__Problem details__
Leave out the images and return all the data word for word.

[[ Given records open ]]

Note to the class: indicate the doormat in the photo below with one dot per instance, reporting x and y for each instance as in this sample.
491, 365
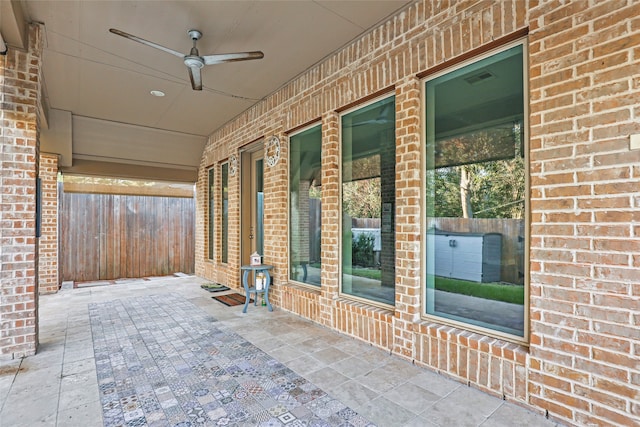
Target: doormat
231, 300
214, 287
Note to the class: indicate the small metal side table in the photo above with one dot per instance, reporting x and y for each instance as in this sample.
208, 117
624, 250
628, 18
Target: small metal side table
246, 269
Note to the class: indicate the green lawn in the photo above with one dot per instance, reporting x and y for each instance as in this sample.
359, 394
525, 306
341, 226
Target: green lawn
494, 291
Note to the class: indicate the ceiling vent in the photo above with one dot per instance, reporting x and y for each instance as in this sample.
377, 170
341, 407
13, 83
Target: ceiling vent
479, 77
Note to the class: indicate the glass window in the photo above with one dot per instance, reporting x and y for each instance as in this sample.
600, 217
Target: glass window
225, 212
475, 193
211, 212
305, 206
368, 196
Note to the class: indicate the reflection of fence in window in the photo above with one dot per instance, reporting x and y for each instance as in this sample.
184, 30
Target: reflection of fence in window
512, 230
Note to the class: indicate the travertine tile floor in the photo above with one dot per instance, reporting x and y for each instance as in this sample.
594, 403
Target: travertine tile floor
59, 386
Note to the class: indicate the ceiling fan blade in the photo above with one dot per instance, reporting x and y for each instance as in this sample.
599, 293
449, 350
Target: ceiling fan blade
196, 78
231, 57
146, 42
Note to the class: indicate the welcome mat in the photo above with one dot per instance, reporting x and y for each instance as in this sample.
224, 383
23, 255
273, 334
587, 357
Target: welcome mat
231, 300
214, 287
162, 361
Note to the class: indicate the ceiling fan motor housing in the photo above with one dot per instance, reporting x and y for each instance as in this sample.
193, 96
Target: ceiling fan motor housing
192, 61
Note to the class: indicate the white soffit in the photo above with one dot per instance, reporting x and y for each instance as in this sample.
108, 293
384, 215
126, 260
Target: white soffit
106, 141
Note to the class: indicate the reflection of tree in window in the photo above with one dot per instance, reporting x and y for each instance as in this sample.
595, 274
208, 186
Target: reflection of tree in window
486, 189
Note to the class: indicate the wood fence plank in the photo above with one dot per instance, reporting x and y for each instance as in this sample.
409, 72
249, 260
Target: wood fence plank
105, 237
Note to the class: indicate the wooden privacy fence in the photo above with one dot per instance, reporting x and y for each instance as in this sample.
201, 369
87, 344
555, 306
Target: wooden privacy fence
512, 231
107, 236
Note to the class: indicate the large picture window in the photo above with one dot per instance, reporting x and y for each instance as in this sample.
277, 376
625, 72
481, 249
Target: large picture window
368, 200
476, 200
224, 187
211, 211
305, 206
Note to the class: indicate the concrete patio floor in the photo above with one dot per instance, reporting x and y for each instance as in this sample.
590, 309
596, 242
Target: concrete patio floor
59, 387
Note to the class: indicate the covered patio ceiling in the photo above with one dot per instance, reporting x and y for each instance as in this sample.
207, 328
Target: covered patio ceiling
100, 114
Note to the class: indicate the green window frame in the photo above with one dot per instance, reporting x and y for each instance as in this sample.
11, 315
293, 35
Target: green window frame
476, 194
305, 206
368, 202
211, 208
224, 212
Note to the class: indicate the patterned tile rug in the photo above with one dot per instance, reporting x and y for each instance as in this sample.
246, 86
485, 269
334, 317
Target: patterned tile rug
161, 361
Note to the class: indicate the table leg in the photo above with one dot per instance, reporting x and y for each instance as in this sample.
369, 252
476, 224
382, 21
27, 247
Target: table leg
266, 290
245, 275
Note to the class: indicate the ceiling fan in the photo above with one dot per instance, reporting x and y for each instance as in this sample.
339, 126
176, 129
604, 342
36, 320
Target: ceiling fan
193, 60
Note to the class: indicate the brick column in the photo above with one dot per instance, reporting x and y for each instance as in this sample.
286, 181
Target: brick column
20, 94
48, 241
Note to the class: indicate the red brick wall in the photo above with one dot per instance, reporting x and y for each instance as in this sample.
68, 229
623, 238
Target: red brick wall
585, 268
581, 364
48, 241
20, 92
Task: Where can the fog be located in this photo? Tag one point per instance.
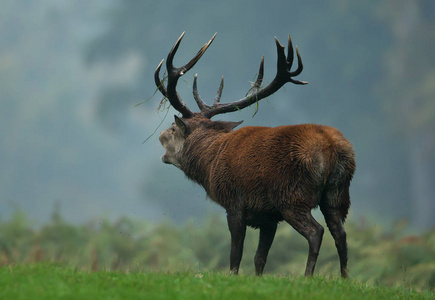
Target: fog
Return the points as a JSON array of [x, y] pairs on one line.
[[72, 73]]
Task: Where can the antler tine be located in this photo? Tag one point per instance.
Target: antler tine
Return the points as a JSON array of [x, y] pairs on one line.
[[158, 81], [217, 99], [300, 65], [201, 104], [198, 55], [290, 53], [175, 73], [260, 76]]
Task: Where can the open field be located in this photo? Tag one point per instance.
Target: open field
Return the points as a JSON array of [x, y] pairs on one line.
[[50, 281]]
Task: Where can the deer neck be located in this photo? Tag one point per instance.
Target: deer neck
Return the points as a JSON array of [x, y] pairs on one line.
[[199, 155]]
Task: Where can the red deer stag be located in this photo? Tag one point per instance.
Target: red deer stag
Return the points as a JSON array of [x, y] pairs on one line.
[[261, 175]]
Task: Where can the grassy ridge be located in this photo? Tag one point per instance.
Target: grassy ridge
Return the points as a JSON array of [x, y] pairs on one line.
[[48, 281]]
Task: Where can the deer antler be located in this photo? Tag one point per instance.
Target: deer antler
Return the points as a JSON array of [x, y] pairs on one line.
[[283, 75], [174, 74]]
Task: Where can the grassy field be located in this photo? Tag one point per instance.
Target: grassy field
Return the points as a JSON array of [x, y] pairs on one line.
[[48, 281]]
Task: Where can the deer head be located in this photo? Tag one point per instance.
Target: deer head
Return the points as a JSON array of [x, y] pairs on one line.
[[172, 139]]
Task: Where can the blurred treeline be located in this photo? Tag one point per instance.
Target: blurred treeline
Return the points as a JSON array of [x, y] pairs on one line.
[[376, 255]]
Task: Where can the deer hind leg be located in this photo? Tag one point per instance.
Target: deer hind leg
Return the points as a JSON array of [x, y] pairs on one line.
[[237, 227], [267, 234], [335, 213], [300, 218]]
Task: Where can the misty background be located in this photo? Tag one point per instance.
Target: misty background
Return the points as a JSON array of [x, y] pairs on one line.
[[71, 73]]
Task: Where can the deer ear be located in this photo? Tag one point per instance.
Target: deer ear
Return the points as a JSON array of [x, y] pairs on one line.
[[180, 124]]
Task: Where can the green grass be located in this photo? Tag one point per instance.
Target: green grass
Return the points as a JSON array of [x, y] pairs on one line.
[[47, 281]]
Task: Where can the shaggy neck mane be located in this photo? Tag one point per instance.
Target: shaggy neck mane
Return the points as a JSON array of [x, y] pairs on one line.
[[201, 149]]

[[ Given records closed ]]

__Solution to this exercise__
Note to the class: indicate the doormat in the photo below with one dot per instance, reporting x and y for each instance as in this sample.
491, 365
Target: doormat
231, 300
214, 287
Note to the class: indicate the small metal side table in the photo above with one dot per instance, reporting x and y for each instance as in this sample.
208, 117
624, 250
628, 18
Target: small metal side table
246, 269
Note to the class: indicate the green lawn in the photo above with one dot per instance, reporting x and y for each instance as in this sample.
359, 394
525, 306
341, 226
Target: green lawn
494, 291
Note to the class: indicate the ceiling vent in the photo above with one dot per instance, reporting x and y for each instance as in this sample.
377, 170
341, 407
13, 83
Target: ceiling vent
479, 77
Note to the class: indicate the glass window in the photo above with one dot per instance, reporting x and y for each instance as in this sample.
600, 217
Target: glass window
225, 212
475, 193
211, 212
305, 206
368, 196
Note to the class: indicate the reflection of fence in window in the photo above with one dot per instance, reporting x and y for each instance as in this sample.
184, 30
Target: reflection of fence in window
512, 230
Note to the class: indicate the travertine tile floor in the photo above with one dot per instance, reporting x and y for each instance as in this sample.
594, 403
Target: travertine tile floor
59, 386
Note to the class: indicate the ceiling fan blade in the photo above with one dot per instance, reporting x and y for each instance as in this sample.
599, 293
449, 350
Target: ceiling fan blade
196, 78
231, 57
146, 42
Note to the class: indicate the welcome mat in the photo above with one dot per instance, reporting x and y for each instance as in this sample.
224, 383
23, 255
273, 334
587, 357
Target: welcome mat
231, 300
214, 287
162, 361
Note to the class: indicate the ceiling fan motor housing in the photo above with one dot per instance, reporting x and y for each instance as in this sample.
193, 96
Target: ceiling fan motor housing
192, 61
Note to the class: indicate the white soffit in the photo above with one dot per instance, reporting x and y for each instance as in this sample.
108, 293
384, 215
126, 260
Target: white soffit
106, 141
Note to the class: indicate the reflection of tree in window in the photo above with one dot per instance, reporting x and y for each instance as in this sample.
595, 274
208, 186
Target: reflection of tree in window
486, 189
Note to the class: indicate the wood fence plank in the photo above with one dot per instance, reporting x and y for each instance as in this sample.
409, 72
249, 260
Target: wood fence plank
105, 237
Note to the class: indicate the wooden privacy fence in the photo above with one dot per instance, reporting x and y for each instance as in this sample.
201, 369
87, 344
555, 306
Target: wooden privacy fence
512, 231
107, 236
Note to the class: indicate the large picture window in the photo above with one dot per instance, reporting x and y for each instance as in this sample.
277, 376
625, 72
481, 249
Target: large picture window
368, 200
476, 200
224, 187
211, 211
305, 206
Note to the class: indicate the concrete patio floor in the photo above with one dot per instance, reporting x and y for each instance as in this sample.
590, 309
596, 242
Target: concrete patio floor
59, 387
Note to the class: indicate the covered patio ceiling in the photo above with one dot per instance, reporting x and y for each instance as in this sample.
207, 328
Target: covered patio ceiling
100, 114
Note to the class: indicate the green window frame in the photo above with one dot per instance, reporting x and y for each instance as in this sample.
11, 315
293, 35
Target: green window frame
476, 194
305, 206
368, 202
211, 208
224, 212
Note to the class: indicate the patterned tile rug in the photo above with one dot per instance, reporting x and y for each instance as in this sample.
246, 86
485, 269
334, 317
Target: patterned tile rug
161, 361
Note to the class: indicate the table leg in the photo above with one dot per instance, reporting x and y for each instance as in this sample.
369, 252
476, 224
382, 21
27, 247
Target: table leg
266, 290
245, 275
Note to the class: indicate the ceiling fan in the photo above with one dot per instance, reporting x and y for each instance as in this sample.
339, 126
176, 129
604, 342
36, 320
Target: ceiling fan
193, 60
Note to the class: indicate the brick column in the photo above with one dot per instance, reporting x and y for each instance as in this sample.
286, 181
Target: brick column
20, 94
48, 241
Note to the class: indicate the red brick wall in the photo above with one dot per instance, reporting x and y for each instance as in this sample.
68, 229
623, 238
Target: red brick wall
585, 268
581, 364
48, 241
20, 92
Task: Where can the fog be located in this photo? Tag one point per instance.
Target: fog
Return the points as a JSON array of [x, y] pairs on one line.
[[72, 73]]
Task: Where can the antler tine be located in this photo? Tag one point per instance.
Target: antler tine
Return the points as a JSON array of [x, y] pairs on one line.
[[158, 81], [217, 99], [300, 65], [201, 104], [198, 55], [290, 53], [175, 73], [260, 76]]
Task: Where can the open field be located in this photo? Tag one point per instance.
Target: open field
Return the points as a JSON array of [x, y] pairs on one line.
[[50, 281]]
Task: Where can the deer neck be located in this photo? Tag one point per instance.
Target: deer neck
Return the points as a JSON array of [x, y] pairs on one line.
[[199, 155]]
Task: Where can the red deer stag be located in this photo? Tag one point per instance.
Target: red deer stag
Return the points as a JSON array of [x, y] pairs on one line.
[[261, 175]]
Task: Where can the grassy ridge be located in this photo? Tag one point per instance.
Target: grassy ridge
Return the points as a JSON array of [x, y] pairs on one line.
[[48, 281]]
Task: Where can the deer antler be located in this photo? Tag one point per instance.
Target: deer antler
Return the points as a JSON array of [x, y] pairs on one line.
[[283, 75], [174, 74]]
Task: Where can the grassy field be located in this photo? Tag one point per instance.
Target: grassy field
Return the points as a JSON array of [x, y] pairs on one line.
[[48, 281]]
Task: Where can the deer head be located in this photo? Tag one point per instance.
Target: deer head
Return the points as a JSON array of [x, y] pairs on one line.
[[172, 139]]
Task: Where can the blurred treeline be located in this photo? Tag one point per instance.
Target: blurred treeline
Return the points as a JSON array of [x, y] pairs on one line.
[[376, 255]]
Task: Where can the deer hind leg be located in this photo? Tag one point per instance.
Target: deer hind leg
Return the points as a JSON array of [x, y] pairs on one line.
[[237, 227], [267, 234], [335, 213], [300, 218]]
Task: Where can the misty background be located in this photo? Tag one point per instance.
Target: misty background
Return the points as a JSON array of [x, y] pairs on one line.
[[71, 73]]
Task: Where can the deer ear be located in this photo? Tag one point per instance.
Target: deer ear
Return the points as a JSON array of [x, y] pairs on one line.
[[180, 124]]
Task: Where can the green grass be located in this photo? Tag one point per instance.
Target: green grass
Return the points as a JSON array of [x, y] pairs on one line.
[[47, 281]]
Task: Where can the shaggy neck mane be located in this photo? Tag one point per instance.
Target: shaggy neck mane
Return the points as a JSON array of [x, y] pairs on one line.
[[201, 149]]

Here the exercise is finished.